** begin Provided information **

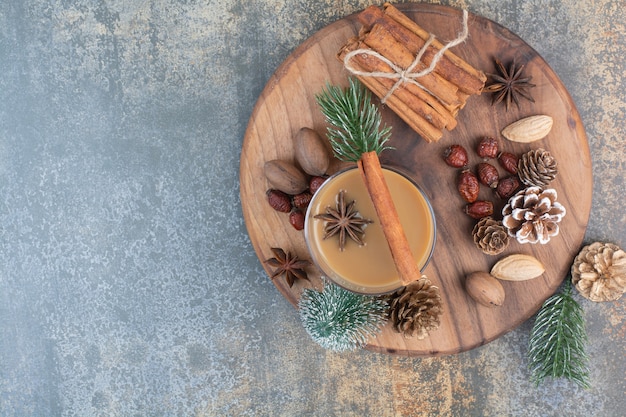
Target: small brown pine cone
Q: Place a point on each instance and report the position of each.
(599, 272)
(415, 310)
(490, 236)
(537, 168)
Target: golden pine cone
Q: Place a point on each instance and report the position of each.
(415, 310)
(490, 236)
(599, 272)
(532, 215)
(537, 168)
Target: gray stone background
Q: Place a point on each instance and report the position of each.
(128, 284)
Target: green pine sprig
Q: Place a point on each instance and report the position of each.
(356, 123)
(557, 341)
(340, 320)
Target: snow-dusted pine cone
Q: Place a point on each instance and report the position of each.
(533, 215)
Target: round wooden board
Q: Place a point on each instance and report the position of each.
(288, 103)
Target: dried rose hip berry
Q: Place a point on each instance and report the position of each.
(508, 162)
(455, 156)
(479, 209)
(468, 186)
(302, 200)
(296, 219)
(487, 147)
(488, 174)
(507, 187)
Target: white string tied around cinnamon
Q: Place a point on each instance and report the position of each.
(406, 75)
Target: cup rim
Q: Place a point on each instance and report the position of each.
(362, 289)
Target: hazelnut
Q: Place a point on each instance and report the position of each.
(508, 162)
(487, 147)
(468, 186)
(455, 156)
(488, 174)
(278, 200)
(315, 183)
(479, 209)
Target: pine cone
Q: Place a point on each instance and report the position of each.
(415, 309)
(490, 236)
(532, 215)
(599, 272)
(537, 168)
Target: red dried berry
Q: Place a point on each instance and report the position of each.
(302, 200)
(468, 186)
(479, 209)
(296, 219)
(279, 201)
(508, 162)
(487, 147)
(455, 156)
(488, 174)
(507, 187)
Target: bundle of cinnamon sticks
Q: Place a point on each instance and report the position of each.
(431, 103)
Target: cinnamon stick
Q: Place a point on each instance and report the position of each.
(405, 21)
(416, 122)
(381, 41)
(372, 174)
(468, 82)
(415, 97)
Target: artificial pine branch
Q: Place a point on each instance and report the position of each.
(557, 341)
(356, 135)
(355, 121)
(340, 320)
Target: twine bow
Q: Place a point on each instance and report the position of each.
(406, 75)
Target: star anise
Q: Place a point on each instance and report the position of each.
(288, 265)
(509, 85)
(343, 220)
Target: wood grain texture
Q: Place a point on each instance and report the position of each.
(288, 103)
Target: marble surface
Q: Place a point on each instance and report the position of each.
(128, 284)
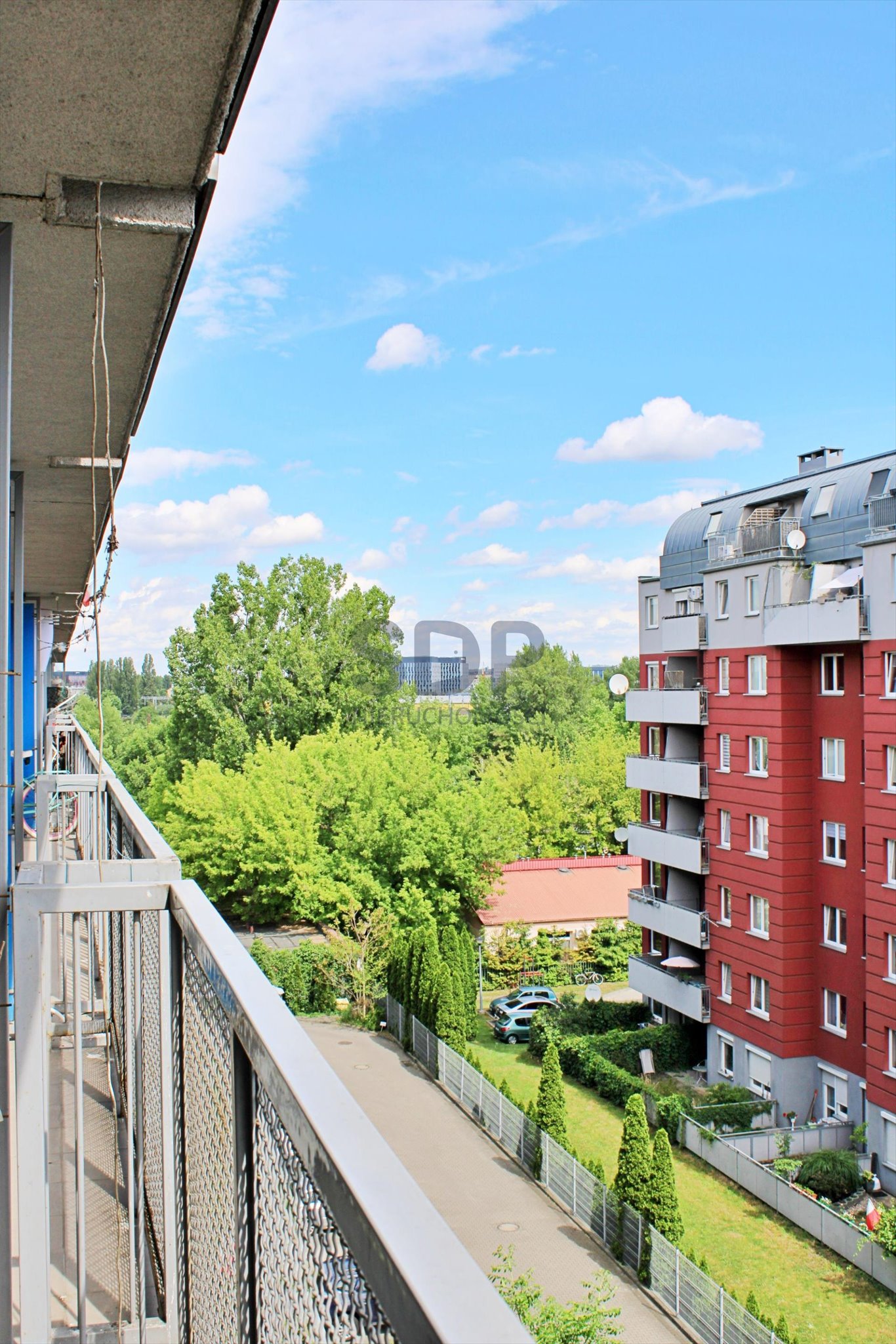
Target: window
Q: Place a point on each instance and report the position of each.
(833, 758)
(722, 600)
(760, 1072)
(758, 756)
(757, 674)
(888, 1155)
(833, 1095)
(760, 835)
(824, 502)
(889, 675)
(760, 916)
(832, 674)
(760, 996)
(834, 1011)
(834, 930)
(833, 842)
(752, 594)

** end Provided information **

## [What the task asks]
Copy the data word for word. Pictures do not go in the copy.

## [Exercise solution]
Target: small brown pine cone
Q: Place a point on each instance and report the position of each.
(599, 272)
(415, 310)
(490, 236)
(537, 168)
Target: golden pine cone
Q: Place a point on each instance and report the position of each.
(415, 310)
(490, 236)
(599, 272)
(532, 215)
(537, 168)
Target: gray stone background
Q: Place a point on each instance and report the position of each.
(128, 284)
Target: green pine sprig
Q: Place a point on each instance and report the position of each.
(356, 123)
(557, 341)
(340, 320)
Target: snow-dusted pine cone
Q: Place a point on each instance and report the position of each.
(533, 215)
Target: round wooden board
Q: Place a point on each instance and report the position of each.
(288, 103)
Target: dried rose hip berry
Q: Place a point on each instance and report the position of each.
(508, 162)
(455, 156)
(479, 209)
(468, 186)
(302, 200)
(296, 219)
(487, 147)
(488, 174)
(507, 187)
Target: white string tied around cinnamon
Q: Place a point on each instance and report the position of each.
(406, 75)
Target: cup rim
Q: Place a point on each instance and report the position of each.
(362, 289)
Target: hazelnut
Q: Place a point on each instance and report the position of each.
(508, 162)
(487, 147)
(468, 186)
(455, 156)
(488, 174)
(278, 200)
(315, 183)
(479, 209)
Target: pine cone
Q: Place a point on each instance and report the position of each.
(415, 309)
(490, 236)
(532, 215)
(599, 272)
(537, 168)
Target: red dried berry
Q: Place a point on each instance and report the position of each.
(302, 200)
(468, 186)
(479, 209)
(296, 219)
(279, 201)
(508, 162)
(487, 147)
(455, 156)
(488, 174)
(507, 187)
Target: bundle of cinnamon sticks
Q: Place a point on each instance and report the position of each.
(431, 103)
Target: cinnamon stick
Q: Place a point on each instance and report the position of each.
(405, 21)
(416, 122)
(381, 41)
(372, 174)
(468, 82)
(415, 97)
Target: artificial pine branch
Q: Place a point on each instance and report the position of each.
(557, 341)
(356, 135)
(355, 121)
(340, 320)
Target: twine bow
Q: Place a point on each instance and report the position of each.
(406, 75)
Target: star anise
Q: Place a point on each instance and report the position of each.
(288, 265)
(509, 85)
(343, 220)
Target: wood grain texture
Q: Place a point on each instance and report the position of each.
(288, 103)
Target: marble surface
Q: Place a point on each instance and report the position of each.
(128, 284)
Target: window
Q: Place a point on each instance and report the position of each.
(833, 758)
(722, 600)
(760, 1072)
(758, 756)
(757, 674)
(888, 1155)
(833, 1095)
(760, 835)
(824, 502)
(889, 675)
(760, 916)
(832, 674)
(760, 996)
(834, 1011)
(834, 930)
(833, 842)
(752, 594)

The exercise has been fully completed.